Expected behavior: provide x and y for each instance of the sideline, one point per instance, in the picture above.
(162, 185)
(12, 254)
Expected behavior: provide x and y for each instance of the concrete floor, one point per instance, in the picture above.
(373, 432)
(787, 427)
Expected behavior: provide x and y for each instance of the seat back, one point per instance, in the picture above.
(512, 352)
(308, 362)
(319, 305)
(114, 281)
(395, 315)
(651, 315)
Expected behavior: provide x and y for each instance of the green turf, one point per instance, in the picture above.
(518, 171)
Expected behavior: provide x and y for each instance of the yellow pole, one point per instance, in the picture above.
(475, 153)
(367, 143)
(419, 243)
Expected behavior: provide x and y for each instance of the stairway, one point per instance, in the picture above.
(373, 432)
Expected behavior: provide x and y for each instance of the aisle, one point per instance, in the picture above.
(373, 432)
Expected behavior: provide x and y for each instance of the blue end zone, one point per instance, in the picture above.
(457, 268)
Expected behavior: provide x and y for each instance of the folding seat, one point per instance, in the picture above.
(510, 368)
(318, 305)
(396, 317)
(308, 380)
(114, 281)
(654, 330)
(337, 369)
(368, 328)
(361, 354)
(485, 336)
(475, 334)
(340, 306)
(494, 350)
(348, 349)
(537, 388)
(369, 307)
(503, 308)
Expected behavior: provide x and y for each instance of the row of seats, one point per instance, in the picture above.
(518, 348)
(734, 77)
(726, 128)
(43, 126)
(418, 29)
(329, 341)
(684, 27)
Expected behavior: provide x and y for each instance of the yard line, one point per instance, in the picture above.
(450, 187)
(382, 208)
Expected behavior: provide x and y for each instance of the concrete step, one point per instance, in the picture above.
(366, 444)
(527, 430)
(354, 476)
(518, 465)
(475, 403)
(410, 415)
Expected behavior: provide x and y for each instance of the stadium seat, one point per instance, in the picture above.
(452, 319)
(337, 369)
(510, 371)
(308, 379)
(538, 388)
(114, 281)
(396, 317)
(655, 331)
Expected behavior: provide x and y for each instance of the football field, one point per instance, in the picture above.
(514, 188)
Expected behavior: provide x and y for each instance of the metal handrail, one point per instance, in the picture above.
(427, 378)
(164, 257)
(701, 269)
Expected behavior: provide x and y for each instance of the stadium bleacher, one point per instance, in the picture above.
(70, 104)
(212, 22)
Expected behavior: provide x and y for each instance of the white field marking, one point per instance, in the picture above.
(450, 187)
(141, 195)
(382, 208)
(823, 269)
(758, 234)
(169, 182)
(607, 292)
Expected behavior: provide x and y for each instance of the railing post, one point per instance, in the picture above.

⁂

• **DIRECTIONS**
Using the records above as the source, restate each line verbatim.

• **REPLY**
Expected behavior: provide x and y for each instance of the sideline, one point per instance, in the picture above.
(162, 185)
(12, 254)
Expected behavior: provide x and y for each instance of the concrete floor, one point per instance, in the picture above.
(373, 432)
(787, 427)
Expected behavior: provide x and y for each instance of the seat back, one point per instance, in the picture above.
(512, 352)
(308, 362)
(319, 305)
(114, 281)
(395, 315)
(651, 315)
Expected behavior: provide x and y for each instance of the green turf, one point per instance, in the picture above.
(518, 171)
Expected behavior: provide x and y for each instance of the yellow pole, one point per instance, in the picture above.
(475, 153)
(367, 143)
(419, 243)
Expected behavior: provide x and y for each instance of the stairway, one point per instance, in the picture above.
(373, 432)
Expected behavior: provide x and y for each instance of the aisle, one point per instance, in the picture above.
(373, 432)
Expected behavior: provide x and y for each instance of the blue end zone, one point per instance, in the picture above.
(457, 268)
Expected behavior: provide x and y for each instance of the folding seat, one point per instance, in the picture above.
(510, 368)
(318, 305)
(396, 317)
(308, 380)
(114, 281)
(654, 330)
(337, 369)
(368, 328)
(361, 354)
(485, 336)
(475, 334)
(340, 306)
(494, 350)
(348, 349)
(537, 388)
(369, 307)
(503, 308)
Expected behavior: provide x and y for each instance of the row of seats, one point per instance, in the picture above.
(518, 348)
(734, 77)
(726, 128)
(43, 126)
(418, 29)
(329, 341)
(684, 27)
Expected behavior: provide x and y for each instance of the yard line, one point per instance, in the picture above.
(450, 187)
(382, 208)
Expected behavior: provide x and y for each instance of the concrete step, one point per instance, in the picture above.
(366, 444)
(527, 430)
(354, 476)
(518, 465)
(475, 403)
(410, 415)
Expected behavior: provide x and y for each instance of the stadium seat, one point per instance, in the picture above.
(452, 319)
(337, 369)
(510, 371)
(308, 379)
(538, 388)
(114, 281)
(396, 317)
(655, 331)
Expected behavior: provide x and y for each instance of the football field, one point per instance, in the picture above.
(514, 188)
Expected behavior: provide x and y for each instance of the metal handrail, one point per instance, in the picture above.
(427, 378)
(164, 257)
(701, 269)
Expected behavior: provide x and y for each instance of the stadium bleacher, one point per instance, in the picture above.
(70, 104)
(212, 22)
Expected behavior: provide x and y for each instance of the white field marking, one point per instance, in the picture above.
(450, 187)
(141, 195)
(382, 208)
(823, 269)
(758, 234)
(169, 182)
(607, 292)
Expected behavior: provide x and y for each instance of the railing post, one point per instance, in the picture above.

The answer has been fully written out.